Task instructions =
Swap "Drop" for "Mark" throughout the items below, and reproduce every other character unchanged.

Data rows =
• • • • •

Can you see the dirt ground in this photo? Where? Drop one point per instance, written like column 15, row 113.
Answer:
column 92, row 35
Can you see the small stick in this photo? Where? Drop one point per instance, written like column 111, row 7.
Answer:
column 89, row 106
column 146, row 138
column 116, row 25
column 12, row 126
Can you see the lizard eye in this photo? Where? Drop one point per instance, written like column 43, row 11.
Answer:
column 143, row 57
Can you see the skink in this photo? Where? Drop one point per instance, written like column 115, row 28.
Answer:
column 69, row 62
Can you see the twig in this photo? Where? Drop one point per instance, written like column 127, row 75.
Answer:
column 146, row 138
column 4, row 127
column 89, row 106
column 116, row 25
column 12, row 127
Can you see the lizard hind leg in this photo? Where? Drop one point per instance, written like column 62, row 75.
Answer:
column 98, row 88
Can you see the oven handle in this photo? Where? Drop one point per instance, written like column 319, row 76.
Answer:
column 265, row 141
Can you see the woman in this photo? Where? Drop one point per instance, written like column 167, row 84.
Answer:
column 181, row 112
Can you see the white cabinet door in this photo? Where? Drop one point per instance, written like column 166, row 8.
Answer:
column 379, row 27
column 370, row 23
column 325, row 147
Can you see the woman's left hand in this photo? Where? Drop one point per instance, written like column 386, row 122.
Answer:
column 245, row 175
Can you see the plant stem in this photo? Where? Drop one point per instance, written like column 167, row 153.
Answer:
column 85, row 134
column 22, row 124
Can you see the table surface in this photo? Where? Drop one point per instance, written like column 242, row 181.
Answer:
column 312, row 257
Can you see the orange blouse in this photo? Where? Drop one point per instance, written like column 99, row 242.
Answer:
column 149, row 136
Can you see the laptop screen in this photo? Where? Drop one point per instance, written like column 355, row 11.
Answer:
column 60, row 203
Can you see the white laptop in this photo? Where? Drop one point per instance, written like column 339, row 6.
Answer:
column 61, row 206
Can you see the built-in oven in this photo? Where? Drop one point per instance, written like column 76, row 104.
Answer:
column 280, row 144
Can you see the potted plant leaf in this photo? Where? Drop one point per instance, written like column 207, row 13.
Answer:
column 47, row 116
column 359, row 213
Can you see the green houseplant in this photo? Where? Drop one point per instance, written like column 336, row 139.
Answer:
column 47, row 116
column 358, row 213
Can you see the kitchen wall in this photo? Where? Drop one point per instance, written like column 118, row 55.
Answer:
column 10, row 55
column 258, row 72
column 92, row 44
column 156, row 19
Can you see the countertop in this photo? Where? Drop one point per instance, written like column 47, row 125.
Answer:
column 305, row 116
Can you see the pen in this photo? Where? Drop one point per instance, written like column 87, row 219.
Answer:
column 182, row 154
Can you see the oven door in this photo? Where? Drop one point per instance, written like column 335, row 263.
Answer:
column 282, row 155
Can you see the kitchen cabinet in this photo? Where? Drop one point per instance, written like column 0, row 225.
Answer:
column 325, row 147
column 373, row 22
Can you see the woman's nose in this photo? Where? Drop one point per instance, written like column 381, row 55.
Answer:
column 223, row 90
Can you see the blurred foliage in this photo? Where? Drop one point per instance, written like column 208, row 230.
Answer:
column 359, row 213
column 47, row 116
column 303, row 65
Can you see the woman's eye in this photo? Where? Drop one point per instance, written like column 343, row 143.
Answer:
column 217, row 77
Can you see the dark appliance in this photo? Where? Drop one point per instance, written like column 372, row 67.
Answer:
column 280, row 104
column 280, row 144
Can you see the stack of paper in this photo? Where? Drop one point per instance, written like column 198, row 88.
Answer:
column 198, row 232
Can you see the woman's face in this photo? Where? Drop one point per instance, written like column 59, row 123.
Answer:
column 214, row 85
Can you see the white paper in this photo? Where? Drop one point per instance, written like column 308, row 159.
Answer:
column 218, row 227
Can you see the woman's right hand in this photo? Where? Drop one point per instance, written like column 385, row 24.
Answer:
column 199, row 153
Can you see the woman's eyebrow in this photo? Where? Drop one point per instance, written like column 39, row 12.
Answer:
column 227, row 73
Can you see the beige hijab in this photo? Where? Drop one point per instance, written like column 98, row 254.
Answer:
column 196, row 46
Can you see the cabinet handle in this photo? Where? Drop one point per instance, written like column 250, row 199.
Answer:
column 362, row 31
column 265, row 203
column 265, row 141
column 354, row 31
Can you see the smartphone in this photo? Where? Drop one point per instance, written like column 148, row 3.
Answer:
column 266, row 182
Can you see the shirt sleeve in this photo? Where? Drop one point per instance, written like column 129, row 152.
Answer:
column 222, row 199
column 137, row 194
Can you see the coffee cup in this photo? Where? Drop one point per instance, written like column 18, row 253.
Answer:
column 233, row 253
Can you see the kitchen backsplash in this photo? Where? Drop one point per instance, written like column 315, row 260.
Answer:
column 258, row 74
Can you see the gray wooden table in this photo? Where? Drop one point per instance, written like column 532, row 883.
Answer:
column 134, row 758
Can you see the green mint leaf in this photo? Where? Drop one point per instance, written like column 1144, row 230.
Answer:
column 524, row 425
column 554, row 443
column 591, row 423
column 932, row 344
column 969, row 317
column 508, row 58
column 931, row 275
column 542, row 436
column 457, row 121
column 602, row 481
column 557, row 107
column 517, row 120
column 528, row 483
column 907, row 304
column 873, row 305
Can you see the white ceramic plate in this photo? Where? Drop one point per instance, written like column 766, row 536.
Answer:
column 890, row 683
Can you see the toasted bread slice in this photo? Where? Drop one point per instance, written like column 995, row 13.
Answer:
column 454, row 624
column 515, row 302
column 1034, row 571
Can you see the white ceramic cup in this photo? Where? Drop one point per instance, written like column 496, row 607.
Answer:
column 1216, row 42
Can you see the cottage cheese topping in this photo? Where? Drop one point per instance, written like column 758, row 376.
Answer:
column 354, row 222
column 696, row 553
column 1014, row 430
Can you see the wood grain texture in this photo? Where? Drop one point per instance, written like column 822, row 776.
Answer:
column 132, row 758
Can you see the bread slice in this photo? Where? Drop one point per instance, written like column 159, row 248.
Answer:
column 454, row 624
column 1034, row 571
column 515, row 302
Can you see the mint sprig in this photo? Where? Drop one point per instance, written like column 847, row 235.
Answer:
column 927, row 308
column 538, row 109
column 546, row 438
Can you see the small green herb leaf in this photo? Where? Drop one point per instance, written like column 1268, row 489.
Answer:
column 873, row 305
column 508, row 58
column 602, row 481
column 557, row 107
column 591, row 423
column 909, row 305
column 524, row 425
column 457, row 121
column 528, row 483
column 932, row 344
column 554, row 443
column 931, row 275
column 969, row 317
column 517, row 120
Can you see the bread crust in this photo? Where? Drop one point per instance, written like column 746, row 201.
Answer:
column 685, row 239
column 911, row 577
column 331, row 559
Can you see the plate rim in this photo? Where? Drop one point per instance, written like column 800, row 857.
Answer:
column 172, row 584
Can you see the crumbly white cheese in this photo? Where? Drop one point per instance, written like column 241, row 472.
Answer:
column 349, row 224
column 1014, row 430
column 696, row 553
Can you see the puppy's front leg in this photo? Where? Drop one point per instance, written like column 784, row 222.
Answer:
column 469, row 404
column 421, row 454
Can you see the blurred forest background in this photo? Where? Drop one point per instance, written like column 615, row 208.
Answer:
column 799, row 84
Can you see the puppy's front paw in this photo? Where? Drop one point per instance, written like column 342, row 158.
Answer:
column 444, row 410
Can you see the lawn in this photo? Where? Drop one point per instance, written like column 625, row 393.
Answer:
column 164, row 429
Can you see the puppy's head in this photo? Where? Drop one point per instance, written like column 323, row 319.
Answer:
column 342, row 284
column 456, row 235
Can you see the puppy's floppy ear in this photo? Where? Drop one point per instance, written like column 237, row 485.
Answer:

• • • • •

Solution to this exercise =
Can you see the dirt ground in this photo? Where? Mark one point per instance, written like column 15, row 113.
Answer:
column 92, row 35
Can you see the small stick in this photo? Where? Mark one point per instance, written like column 111, row 7.
Answer:
column 89, row 106
column 146, row 138
column 116, row 25
column 12, row 126
Can you see the lizard eye in this photo? Where? Mark one point per instance, written like column 43, row 11.
Answer:
column 143, row 57
Can you see the skink in this photo? Where? Mark one point per instance, written like column 115, row 28.
Answer:
column 69, row 62
Can you see the twig in this photo? Where? Mark one point per instance, written like column 127, row 75.
Answer:
column 146, row 138
column 4, row 127
column 89, row 106
column 116, row 25
column 12, row 127
Can you see the lizard hind leg in this photo? Where? Mark one point per instance, written like column 62, row 75.
Answer:
column 98, row 88
Can you see the oven handle in this photo? Where? Mark one point per instance, written like column 319, row 76.
Answer:
column 265, row 141
Can you see the woman in this photo? Where? Mark one point per instance, written like column 167, row 84.
Answer:
column 181, row 112
Can you see the white cabinet door in this photo? Where? Mark one point per instance, written like column 166, row 8.
Answer:
column 379, row 27
column 370, row 23
column 325, row 147
Can you see the woman's left hand in this photo? Where? Mark one point per instance, written like column 386, row 122.
Answer:
column 245, row 175
Can you see the plant stem in this photo? Where? Mark one point per instance, written like column 167, row 153.
Answer:
column 85, row 134
column 22, row 124
Can you see the table surface in this photo? Where? Mark one point per instance, written like column 242, row 181.
Answer:
column 312, row 257
Can you see the orange blouse in this photo? Where? Mark one point per instance, written like column 99, row 242.
Answer:
column 149, row 136
Can you see the laptop screen in this photo? Where? Mark one point per instance, written like column 355, row 11.
Answer:
column 60, row 203
Can you see the white laptop in this photo? Where? Mark one point per instance, written like column 339, row 6.
Answer:
column 61, row 206
Can you see the built-in oven in this photo? Where? Mark one point per instance, written like column 76, row 104.
Answer:
column 280, row 144
Can you see the potted plant leaf in this photo? Where? Mark one point per instance, written like column 207, row 13.
Answer:
column 47, row 116
column 359, row 213
Can you see the green houseplant in this photo? Where? Mark one point per instance, written like column 336, row 139.
Answer:
column 47, row 116
column 358, row 213
Can you see the kitchen wall in this photo? Where? Mark one point per instance, written like column 118, row 55.
Answer:
column 10, row 55
column 258, row 72
column 92, row 44
column 156, row 19
Can you see the countertop in this photo? Where? Mark one point per instance, written like column 47, row 125.
Answer:
column 305, row 116
Can you see the pen in this photo? Where? Mark one point per instance, written like column 87, row 219.
Answer:
column 182, row 154
Can you see the oven door in this photo? Where? Mark one point per instance, written like column 335, row 263.
Answer:
column 282, row 155
Can you see the kitchen cabinet in this photo? Where? Mark one point per instance, written like column 0, row 225.
Answer:
column 325, row 147
column 373, row 22
Can you see the woman's nose in this photo? Where? Mark one point per instance, written like column 381, row 55.
Answer:
column 223, row 90
Can you see the blurred foliage in this photo? Where? Mark one point per instance, written like column 208, row 230.
Answer:
column 359, row 213
column 47, row 116
column 303, row 65
Can you see the woman's eye in this photo? Where? Mark one point per instance, written like column 343, row 143.
Answer:
column 217, row 77
Can you see the dark appliance in this photo? Where? Mark one point per instance, written like column 372, row 67.
Answer:
column 280, row 104
column 280, row 144
Can you see the stack of paper in this photo? Where? Mark one point per instance, written like column 198, row 88.
Answer:
column 198, row 232
Can you see the woman's face in this photo? Where? Mark one point per instance, written like column 59, row 123.
Answer:
column 214, row 85
Can you see the white paper in this photo? Where? Mark one point per instance, written like column 308, row 159.
Answer:
column 218, row 227
Can you see the woman's right hand in this photo? Where? Mark one point per instance, written like column 385, row 24.
Answer:
column 199, row 153
Can you see the woman's eyebrow in this photo? Where? Mark one point per instance, written like column 39, row 12.
Answer:
column 227, row 73
Can you see the beige hijab in this photo? Where? Mark one point per instance, written like column 98, row 254.
Answer:
column 196, row 46
Can you see the cabinet handle in this photo? Where? Mark one point per instance, written like column 250, row 199.
Answer:
column 362, row 31
column 265, row 203
column 265, row 141
column 354, row 31
Can you see the smartphone in this photo? Where? Mark one point per instance, written like column 148, row 3.
Answer:
column 266, row 182
Can you see the shirt sleeve in this photo? Where? Mark one point per instance, written like column 129, row 152.
Answer:
column 222, row 199
column 137, row 194
Can you see the coffee cup in this photo? Where? Mark one point per instance, written like column 18, row 253.
Answer:
column 233, row 253
Can you see the kitchen backsplash in this photo? Where? Mark one point per instance, written like column 315, row 260.
Answer:
column 258, row 74
Can you see the gray wooden table in this photo? Where? Mark one point per instance, written like column 532, row 883.
Answer:
column 134, row 758
Can you see the green mint leaf in this photo? Where? Mark one point per instance, written like column 1144, row 230.
Answer:
column 524, row 425
column 554, row 443
column 591, row 423
column 932, row 344
column 969, row 317
column 508, row 58
column 931, row 275
column 542, row 436
column 457, row 121
column 602, row 481
column 557, row 107
column 517, row 120
column 528, row 483
column 907, row 304
column 873, row 305
Can you see the white ceramic plate in this photo? Where? Mark one point per instance, written like column 766, row 536.
Answer:
column 890, row 683
Can you see the toasted bread slice in this photo? Where? Mark one point per instance, written like column 995, row 13.
Answer:
column 454, row 624
column 515, row 302
column 1034, row 571
Can you see the white ceramic cup in this photo? Where? Mark one point per instance, written like column 496, row 607.
Answer:
column 1216, row 42
Can you see the cottage cheese topping in this photo? Where? Mark one point per instance, written like column 758, row 376.
Answer:
column 354, row 222
column 696, row 553
column 1014, row 430
Can you see the wood grain texture in this photo? Where? Mark one point per instance, written like column 822, row 776.
Answer:
column 132, row 758
Can you see the bread slice in this photo? Where? Mark one point per instance, written like column 159, row 248.
Answer:
column 454, row 624
column 1034, row 571
column 515, row 302
Can you see the mint sprig in this photo? Where? Mark one point per instance, written like column 847, row 235.
Answer:
column 927, row 308
column 538, row 109
column 546, row 438
Can you see the small green herb leaf in this photo? Where? Mark one point per instance, written like column 1268, row 489.
Answer:
column 873, row 305
column 508, row 58
column 602, row 481
column 557, row 107
column 591, row 423
column 909, row 305
column 524, row 425
column 457, row 121
column 528, row 483
column 932, row 344
column 554, row 443
column 931, row 275
column 969, row 317
column 517, row 120
Can you see the bread crust in this photo? Where? Mark one point per instance, written like column 746, row 201.
Answer:
column 685, row 239
column 911, row 577
column 331, row 559
Can you see the plate rim in this photo? Where? Mark one point per instance, written like column 800, row 857.
Answer:
column 172, row 584
Can you see the crumbly white cheese in this photo? Where? Mark one point per instance, written like column 241, row 472.
Answer:
column 349, row 224
column 1014, row 430
column 696, row 553
Can you see the puppy's front leg in this photo? Where? Mark one point per instance, written like column 784, row 222.
Answer:
column 469, row 404
column 421, row 454
Can you see the blurred forest background in this photo? Where? Mark one point per instance, written like column 615, row 208.
Answer:
column 799, row 84
Can you see the puppy's front paw in this photo? Where? Mark one point per instance, written like column 342, row 158.
Answer:
column 444, row 410
Can you see the lawn in this photo? Where? Mark one point per instance, written like column 625, row 393.
Answer:
column 164, row 429
Can you see the puppy's head in this photo? Where? Mark one point per instance, written like column 323, row 319.
Answer:
column 342, row 284
column 456, row 235
Can you see the puppy's floppy ear in this photo? Where? Mark one point per instance, written like column 237, row 485.
Answer:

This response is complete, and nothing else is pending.